▸ **DOCUMENT SEGMENT**
Our relations with Africa are steeped in deep empathy arising out of our shared history of suffering from colonialism and exploitation. Our emotional bonds and the brotherly sense of equality are the distinctive feature of our relations.
I am reminded of a reception in Johannesburg to see off the South African contingent for the Commonwealth Games in Bharat in 2010 at which the President of South African Olympic Association observed that when one went to a brother’s home one did not worry about the facilities or the quality of arrangements. He completely brushed aside numerous reports in the media about the lack of preparations and substandard facilities for the Games in Bharat, noting that it was a family matter for them and if something needed to be done they would be standing alongside their Bharateeya brothers. In familial ties, as in dealing with our neighbours, we have to be very careful in not offending the sensitivities of African countries in any manner. We therefore cannot allow even the remotest hint of exploitation to enter the matrix of our relationship with Africa.
Our historical relations with Africa probably date back to the times of Indus Valley civilisation. Extensive people to people contacts have characterised our relations. These must be nourished further and our government must provide all possible support for closer interaction amongst academics, media persons, artists and our youth. Presence of a large and vibrant Indian Diaspora which numbers close to 3 million can be effectively leveraged in that regard. So far its linkages with Bharat are largely restricted to cultural contacts but there is a strong case for involving the Diaspora in developing economic and trade opportunities.
Our bilateral trade has grown over 30 per cent per annum over the last few years having already reached the US$ 70b mark. Africa accounts for nearly 18 per cent of Bharat’s oil imports and a sizeable part of our total coal imports. It has thus played a crucial part in our search for energy security through diversification of our energy imports. Concomitantly, there has been a robust growth in Bharateeya investments grossing around US$ 50b covering core sectors including telecom, pharmaceuticals, IT, energy and automobiles. This makes enormous business sense since Africa today offers the highest rate of return on investment in the developing world.

▸ **INFORMATION**
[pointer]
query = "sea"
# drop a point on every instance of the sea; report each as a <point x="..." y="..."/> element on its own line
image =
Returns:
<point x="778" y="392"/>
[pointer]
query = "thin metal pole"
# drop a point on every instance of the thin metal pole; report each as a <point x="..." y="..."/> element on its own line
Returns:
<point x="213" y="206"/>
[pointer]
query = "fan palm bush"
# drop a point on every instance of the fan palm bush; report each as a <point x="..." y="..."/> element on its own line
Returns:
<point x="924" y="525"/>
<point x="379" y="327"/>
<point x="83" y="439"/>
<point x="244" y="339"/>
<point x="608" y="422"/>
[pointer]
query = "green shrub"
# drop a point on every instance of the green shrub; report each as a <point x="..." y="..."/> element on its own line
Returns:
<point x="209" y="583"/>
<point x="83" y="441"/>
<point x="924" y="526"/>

...

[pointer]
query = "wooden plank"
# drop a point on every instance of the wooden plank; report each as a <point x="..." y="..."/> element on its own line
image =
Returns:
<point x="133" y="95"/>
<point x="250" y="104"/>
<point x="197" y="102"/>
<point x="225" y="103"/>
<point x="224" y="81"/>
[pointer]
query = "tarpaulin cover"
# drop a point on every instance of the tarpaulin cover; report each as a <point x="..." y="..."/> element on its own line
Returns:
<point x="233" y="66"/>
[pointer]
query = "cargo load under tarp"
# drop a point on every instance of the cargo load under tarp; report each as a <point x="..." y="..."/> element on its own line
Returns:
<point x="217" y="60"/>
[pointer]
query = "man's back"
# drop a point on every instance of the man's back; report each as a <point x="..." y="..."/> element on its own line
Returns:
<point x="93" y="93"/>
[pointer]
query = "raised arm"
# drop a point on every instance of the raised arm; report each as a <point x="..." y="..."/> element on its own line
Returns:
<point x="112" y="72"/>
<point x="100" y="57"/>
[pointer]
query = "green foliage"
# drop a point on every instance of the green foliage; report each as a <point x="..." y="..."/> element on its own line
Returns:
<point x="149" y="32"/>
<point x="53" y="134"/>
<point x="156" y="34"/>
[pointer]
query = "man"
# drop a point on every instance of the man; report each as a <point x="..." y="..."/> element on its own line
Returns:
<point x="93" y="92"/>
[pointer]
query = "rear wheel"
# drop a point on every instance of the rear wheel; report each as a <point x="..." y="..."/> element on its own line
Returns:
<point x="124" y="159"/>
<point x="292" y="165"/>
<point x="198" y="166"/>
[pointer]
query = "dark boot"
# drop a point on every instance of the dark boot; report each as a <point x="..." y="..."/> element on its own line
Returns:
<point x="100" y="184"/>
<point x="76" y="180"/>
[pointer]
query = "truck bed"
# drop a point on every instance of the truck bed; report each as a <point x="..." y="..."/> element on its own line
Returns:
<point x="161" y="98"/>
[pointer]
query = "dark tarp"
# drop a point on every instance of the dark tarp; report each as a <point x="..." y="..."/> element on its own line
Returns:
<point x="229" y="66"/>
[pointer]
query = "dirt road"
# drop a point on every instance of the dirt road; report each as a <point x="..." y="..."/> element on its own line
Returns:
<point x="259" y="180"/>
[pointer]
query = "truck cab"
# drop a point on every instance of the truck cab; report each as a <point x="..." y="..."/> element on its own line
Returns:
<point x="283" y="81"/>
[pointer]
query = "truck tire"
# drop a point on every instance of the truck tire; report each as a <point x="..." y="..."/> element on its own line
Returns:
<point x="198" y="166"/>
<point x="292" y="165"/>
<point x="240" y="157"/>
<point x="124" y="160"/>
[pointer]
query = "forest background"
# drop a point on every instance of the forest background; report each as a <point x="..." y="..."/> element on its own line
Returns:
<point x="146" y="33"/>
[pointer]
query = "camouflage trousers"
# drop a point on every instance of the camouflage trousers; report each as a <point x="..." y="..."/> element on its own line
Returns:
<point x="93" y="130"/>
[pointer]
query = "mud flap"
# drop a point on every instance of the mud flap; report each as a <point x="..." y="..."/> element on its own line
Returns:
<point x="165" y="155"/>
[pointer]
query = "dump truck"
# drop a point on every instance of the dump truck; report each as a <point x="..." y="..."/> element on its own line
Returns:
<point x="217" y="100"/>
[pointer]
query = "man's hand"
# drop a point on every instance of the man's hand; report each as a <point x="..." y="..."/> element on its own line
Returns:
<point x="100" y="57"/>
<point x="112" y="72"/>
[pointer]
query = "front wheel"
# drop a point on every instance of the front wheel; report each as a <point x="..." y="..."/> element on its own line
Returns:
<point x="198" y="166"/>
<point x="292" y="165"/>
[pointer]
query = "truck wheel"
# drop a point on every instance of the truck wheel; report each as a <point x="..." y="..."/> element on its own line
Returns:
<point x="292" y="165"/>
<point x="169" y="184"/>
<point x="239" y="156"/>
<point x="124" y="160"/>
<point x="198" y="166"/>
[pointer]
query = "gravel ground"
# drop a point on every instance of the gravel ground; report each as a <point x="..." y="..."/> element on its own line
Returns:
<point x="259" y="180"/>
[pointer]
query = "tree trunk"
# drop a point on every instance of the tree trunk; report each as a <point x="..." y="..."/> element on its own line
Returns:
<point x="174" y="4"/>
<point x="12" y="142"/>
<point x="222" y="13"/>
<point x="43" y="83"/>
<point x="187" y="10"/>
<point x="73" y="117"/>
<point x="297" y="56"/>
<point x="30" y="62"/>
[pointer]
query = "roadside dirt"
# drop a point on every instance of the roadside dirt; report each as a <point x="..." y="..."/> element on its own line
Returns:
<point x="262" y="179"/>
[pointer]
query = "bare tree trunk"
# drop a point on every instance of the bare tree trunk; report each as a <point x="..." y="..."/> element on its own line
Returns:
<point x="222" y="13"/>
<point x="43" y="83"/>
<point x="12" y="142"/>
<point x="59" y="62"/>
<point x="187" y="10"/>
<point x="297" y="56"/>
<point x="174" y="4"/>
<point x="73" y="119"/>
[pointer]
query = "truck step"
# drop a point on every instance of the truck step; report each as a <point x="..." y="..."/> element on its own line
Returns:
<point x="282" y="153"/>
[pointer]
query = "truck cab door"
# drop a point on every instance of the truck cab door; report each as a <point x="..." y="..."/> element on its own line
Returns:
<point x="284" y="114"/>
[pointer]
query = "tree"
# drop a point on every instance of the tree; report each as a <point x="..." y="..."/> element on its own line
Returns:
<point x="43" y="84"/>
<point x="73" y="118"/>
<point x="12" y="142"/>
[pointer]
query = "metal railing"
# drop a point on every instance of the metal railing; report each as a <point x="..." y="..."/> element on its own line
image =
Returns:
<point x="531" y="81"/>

▸ **WHAT TO DO**
1. List every sector that the passage on relations with Africa names as covered by Bharateeya investments.
2. Carry on the passage on relations with Africa from its final sentence.
The rows come from a separate source unrelated to the passage on relations with Africa.

▸ **TASK ANSWERS**
1. Telecom, pharmaceuticals, IT, energy, automobiles

2.
For the economic growth in Africa to remain sustainable, greater emphasis is needed in the manufacturing sector and Bharat could emerge as a trusted partner of Africa for achieving that goal partly because of availability of suitable technologies in Bharat. For inclusive development of the continent, Bharat’s experience in small and medium enterprises sector could be quite relevant. Our business entities are already engaged in several green field projects in Africa, creating jobs and imparting skill transfer, which makes our investments qualitatively better than those from elsewhere. Let us hope that recent Summit would succeed in taking this forward by creating appropriate synergies between our campaign of ‘Make in India’ and the goal of ‘Make in Africa’.
Comparison with China is inevitable although somewhat irrelevant because of our vastly different decision making process and approaches to Africa. It is true that China has been able to secure a very large economic footprint in the continent through a massive injection of funds in the form of soft loans and clever leveraging of its permanent membership of UN Security Council. But there has been growing resentment at “predatory policies” followed by China in securing supplies of strategic minerals including crude oil from Africa likened to “new form of imperialism”. China has also been criticised for large scale import of Chinese labour for undertaking projects and for absence of any skill transfer to local communities. This has created a massive opportunity for Bharat since many African leaders are themselves very anxious to have increased Bharateeya involvement in order to balance China. Holding of India-Africa summit at this juncture therefore has proven to be a very timely initiative.